DIRECTION A
Repeat the listing below word for word, starting with its first line and going on through the line with "pixel 460 632". Include both of those lines, and leave the pictures out of your answer.

── SELECTED TEXT ──

I'm considering buying a cheap HS80 with used up tracks. I can purchase a pair of original tracks but it would amount to more than half of the price of the machine itself.

The total cost would still be less than a new machine.

But if I can mod it to accept tracks that are still available, it would be even better.


----------



## orangputeh (Nov 24, 2016)

tekaos said:


> Anyone got around to do the HS80 / HS55 track retrofit Dodge mentioned?
> 
> I'm considering buying a cheap HS80 with used up tracks. I can purchase a pair of original tracks but it would amount to more than half of the price of the machine itself.
> 
> ...


there is a hs80 around here for 50 bucks with good tracks but no motor. i thought of getting it just for parts.

maybe you can find a cheap donor machine in your neck of the woods.


----------



## YSHSfan (Jun 25, 2014)

orangputeh said:


> there is a hs80 around here for 50 bucks with good tracks but no motor. i thought of getting it just for parts.
> 
> maybe you can find a cheap donor machine in your neck of the woods.


Buy it. Sell the tracks and use the tranny parts for your HS55 (?). Sell the rest of the components on eBay.


----------



## FLSTN (Sep 19, 2014)

I have a pair of NOS HS80 tracks... Never mounted. If i sell my 80 ? i may sell the tracks as i don't know if buyer would pay for the new tracks. I'm not giving them with my 80 as the tracks on it are still good. P M me.

───
── RECORDED DATA ──

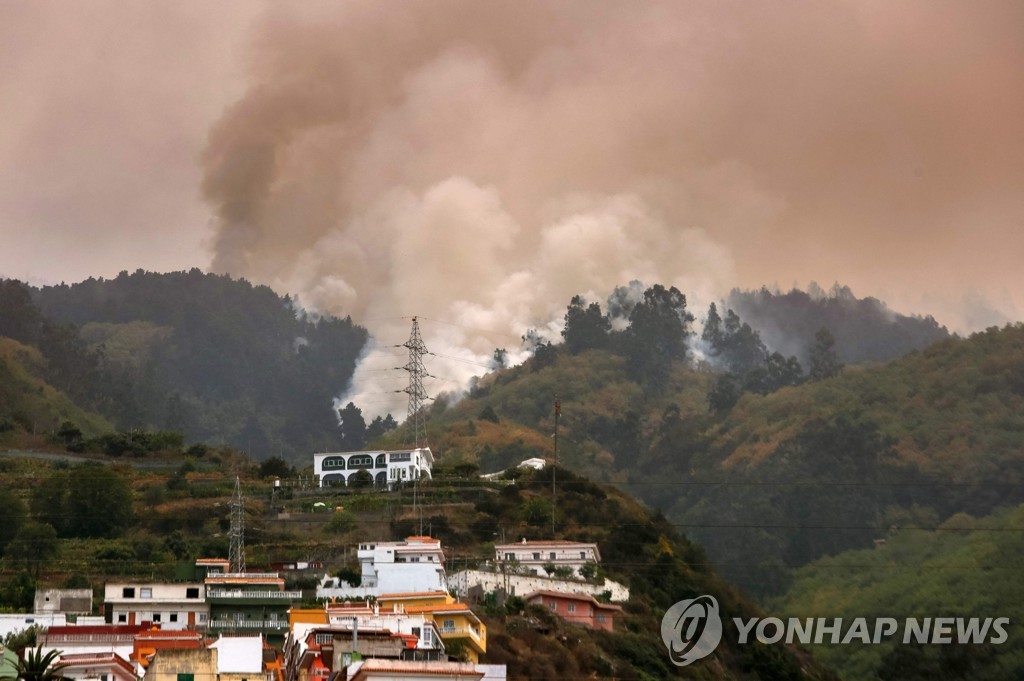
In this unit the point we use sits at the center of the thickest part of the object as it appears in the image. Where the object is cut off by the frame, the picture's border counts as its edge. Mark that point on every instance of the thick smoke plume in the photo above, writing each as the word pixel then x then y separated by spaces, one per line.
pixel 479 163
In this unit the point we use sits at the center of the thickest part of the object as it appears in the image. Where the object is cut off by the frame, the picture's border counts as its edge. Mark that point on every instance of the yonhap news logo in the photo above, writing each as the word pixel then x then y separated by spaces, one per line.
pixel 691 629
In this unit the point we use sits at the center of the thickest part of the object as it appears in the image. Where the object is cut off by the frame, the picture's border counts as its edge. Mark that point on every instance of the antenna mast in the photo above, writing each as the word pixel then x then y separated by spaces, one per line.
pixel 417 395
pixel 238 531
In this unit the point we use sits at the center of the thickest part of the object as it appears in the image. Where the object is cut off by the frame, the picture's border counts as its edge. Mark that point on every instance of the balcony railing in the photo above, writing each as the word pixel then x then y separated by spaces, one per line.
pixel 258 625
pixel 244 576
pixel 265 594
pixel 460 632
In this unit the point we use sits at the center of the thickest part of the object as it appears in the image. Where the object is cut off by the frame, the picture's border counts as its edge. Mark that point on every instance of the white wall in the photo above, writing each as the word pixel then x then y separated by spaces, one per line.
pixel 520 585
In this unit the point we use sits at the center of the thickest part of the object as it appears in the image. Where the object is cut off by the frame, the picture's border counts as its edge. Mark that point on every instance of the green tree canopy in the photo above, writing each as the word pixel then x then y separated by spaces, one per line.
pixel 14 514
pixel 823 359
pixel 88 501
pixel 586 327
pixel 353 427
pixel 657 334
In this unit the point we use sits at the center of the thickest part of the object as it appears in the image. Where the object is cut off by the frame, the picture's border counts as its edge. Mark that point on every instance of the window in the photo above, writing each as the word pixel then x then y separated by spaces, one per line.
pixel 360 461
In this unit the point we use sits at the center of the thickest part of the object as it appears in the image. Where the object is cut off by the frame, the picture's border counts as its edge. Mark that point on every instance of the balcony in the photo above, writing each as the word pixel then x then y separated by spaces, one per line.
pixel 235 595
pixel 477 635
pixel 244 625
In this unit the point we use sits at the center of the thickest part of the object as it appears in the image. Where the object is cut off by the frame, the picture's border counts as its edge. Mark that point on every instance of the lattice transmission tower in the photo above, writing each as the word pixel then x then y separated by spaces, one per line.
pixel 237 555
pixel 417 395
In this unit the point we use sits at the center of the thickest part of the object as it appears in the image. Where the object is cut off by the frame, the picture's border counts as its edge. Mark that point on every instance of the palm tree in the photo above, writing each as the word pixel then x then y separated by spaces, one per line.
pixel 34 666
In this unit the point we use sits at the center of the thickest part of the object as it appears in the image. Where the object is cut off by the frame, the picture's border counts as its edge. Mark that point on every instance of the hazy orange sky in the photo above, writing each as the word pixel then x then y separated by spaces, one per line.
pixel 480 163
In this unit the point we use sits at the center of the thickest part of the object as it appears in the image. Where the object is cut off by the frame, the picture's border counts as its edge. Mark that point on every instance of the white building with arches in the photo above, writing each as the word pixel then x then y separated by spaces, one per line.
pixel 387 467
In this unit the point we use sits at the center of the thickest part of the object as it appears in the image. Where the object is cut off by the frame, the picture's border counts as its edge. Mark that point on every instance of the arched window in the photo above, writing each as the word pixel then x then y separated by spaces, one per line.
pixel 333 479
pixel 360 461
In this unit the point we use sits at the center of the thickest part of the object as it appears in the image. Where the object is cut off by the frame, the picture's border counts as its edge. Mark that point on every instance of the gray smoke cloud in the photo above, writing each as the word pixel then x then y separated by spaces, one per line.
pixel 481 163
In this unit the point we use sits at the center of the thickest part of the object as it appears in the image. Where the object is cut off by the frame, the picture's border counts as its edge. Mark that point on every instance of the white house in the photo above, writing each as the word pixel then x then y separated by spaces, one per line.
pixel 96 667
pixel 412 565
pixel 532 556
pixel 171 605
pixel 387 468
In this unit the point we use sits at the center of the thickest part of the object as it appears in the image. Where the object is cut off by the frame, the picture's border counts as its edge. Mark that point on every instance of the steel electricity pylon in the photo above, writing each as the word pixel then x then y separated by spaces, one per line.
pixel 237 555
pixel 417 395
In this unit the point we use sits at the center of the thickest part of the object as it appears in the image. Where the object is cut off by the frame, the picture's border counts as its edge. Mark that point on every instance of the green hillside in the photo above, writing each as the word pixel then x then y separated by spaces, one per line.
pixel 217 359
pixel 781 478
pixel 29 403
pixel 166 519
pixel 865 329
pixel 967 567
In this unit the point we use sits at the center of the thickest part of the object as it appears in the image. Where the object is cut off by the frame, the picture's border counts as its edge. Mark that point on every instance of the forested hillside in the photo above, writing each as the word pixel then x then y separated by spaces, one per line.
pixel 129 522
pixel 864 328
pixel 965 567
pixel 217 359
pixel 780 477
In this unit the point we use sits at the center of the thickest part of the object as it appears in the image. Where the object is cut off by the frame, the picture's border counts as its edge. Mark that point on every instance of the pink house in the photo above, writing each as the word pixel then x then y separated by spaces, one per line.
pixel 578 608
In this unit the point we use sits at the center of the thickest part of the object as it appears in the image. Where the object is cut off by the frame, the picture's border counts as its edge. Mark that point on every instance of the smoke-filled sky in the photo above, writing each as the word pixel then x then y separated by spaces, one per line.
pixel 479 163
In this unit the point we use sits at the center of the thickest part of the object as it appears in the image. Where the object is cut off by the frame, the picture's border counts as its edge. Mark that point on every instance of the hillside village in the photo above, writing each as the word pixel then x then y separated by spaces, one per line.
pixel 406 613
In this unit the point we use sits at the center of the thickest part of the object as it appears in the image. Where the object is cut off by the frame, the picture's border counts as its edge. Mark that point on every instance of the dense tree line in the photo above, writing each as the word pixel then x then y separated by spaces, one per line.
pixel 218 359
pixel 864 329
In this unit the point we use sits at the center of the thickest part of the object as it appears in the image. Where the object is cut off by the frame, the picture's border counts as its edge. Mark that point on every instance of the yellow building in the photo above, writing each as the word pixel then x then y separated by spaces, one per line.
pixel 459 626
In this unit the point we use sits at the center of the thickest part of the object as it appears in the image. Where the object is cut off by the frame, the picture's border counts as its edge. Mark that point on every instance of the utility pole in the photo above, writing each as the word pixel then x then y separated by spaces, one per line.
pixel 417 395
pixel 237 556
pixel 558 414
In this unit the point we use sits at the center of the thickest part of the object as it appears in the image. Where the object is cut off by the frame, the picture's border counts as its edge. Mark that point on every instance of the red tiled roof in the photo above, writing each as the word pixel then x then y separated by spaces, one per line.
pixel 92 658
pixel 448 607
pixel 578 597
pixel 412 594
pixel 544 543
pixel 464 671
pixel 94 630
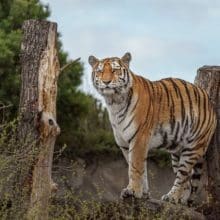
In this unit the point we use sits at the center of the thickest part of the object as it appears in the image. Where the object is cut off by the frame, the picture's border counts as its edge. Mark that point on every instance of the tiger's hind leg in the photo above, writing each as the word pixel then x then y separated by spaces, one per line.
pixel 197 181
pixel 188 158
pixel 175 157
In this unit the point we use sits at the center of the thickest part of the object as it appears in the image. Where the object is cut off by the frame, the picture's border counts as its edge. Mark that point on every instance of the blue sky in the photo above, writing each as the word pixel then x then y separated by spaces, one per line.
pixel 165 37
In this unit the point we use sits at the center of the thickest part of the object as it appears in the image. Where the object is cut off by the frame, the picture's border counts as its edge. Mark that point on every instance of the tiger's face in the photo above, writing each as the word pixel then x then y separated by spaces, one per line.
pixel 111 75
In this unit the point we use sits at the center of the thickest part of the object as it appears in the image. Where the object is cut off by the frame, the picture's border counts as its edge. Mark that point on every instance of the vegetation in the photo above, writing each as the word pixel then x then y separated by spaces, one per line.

───

DIRECTION B
Transcribe the HS80 track thread above exactly, starting with "## YSHSfan (Jun" and going on through "components on eBay.".

SOLUTION A
In this unit the point we use sits at the center of the thickest part of the object as it appears in the image. Where the object is cut off by the frame, the picture's border counts as its edge. Mark that point on every instance of the thick smoke plume in the photo above, writing each as the word pixel then x then y separated by spaces, one per line.
pixel 479 163
In this unit the point we use sits at the center of the thickest part of the object as it appears in the image. Where the object is cut off by the frame, the picture's border counts as its edge. Mark that point on every instance of the yonhap news logo in the photo above, writing each as the word pixel then x then y separated by spaces, one per line.
pixel 691 629
In this unit the point we use sits at the center of the thickest part of the object as it appears in the image. Where the object is cut off by the frame, the picture's border counts as its edge. Mark that point on every instance of the antenna mast in the photo above, writing each as the word pixel then x then y separated by spaces, one per line.
pixel 417 395
pixel 238 531
In this unit the point we use sits at the center of the thickest part of the object as it appears in the image. Where the object is cut off by the frame, the picture's border counts as its edge. Mark that point on every instance of the balcony railing in the photo above, writing each as the word pixel then x then y separated by spaces, one per line.
pixel 258 625
pixel 244 576
pixel 265 594
pixel 460 632

SOLUTION B
## YSHSfan (Jun 25, 2014)

orangputeh said:


> there is a hs80 around here for 50 bucks with good tracks but no motor. i thought of getting it just for parts.
> 
> maybe you can find a cheap donor machine in your neck of the woods.


Buy it. Sell the tracks and use the tranny parts for your HS55 (?). Sell the rest of the components on eBay.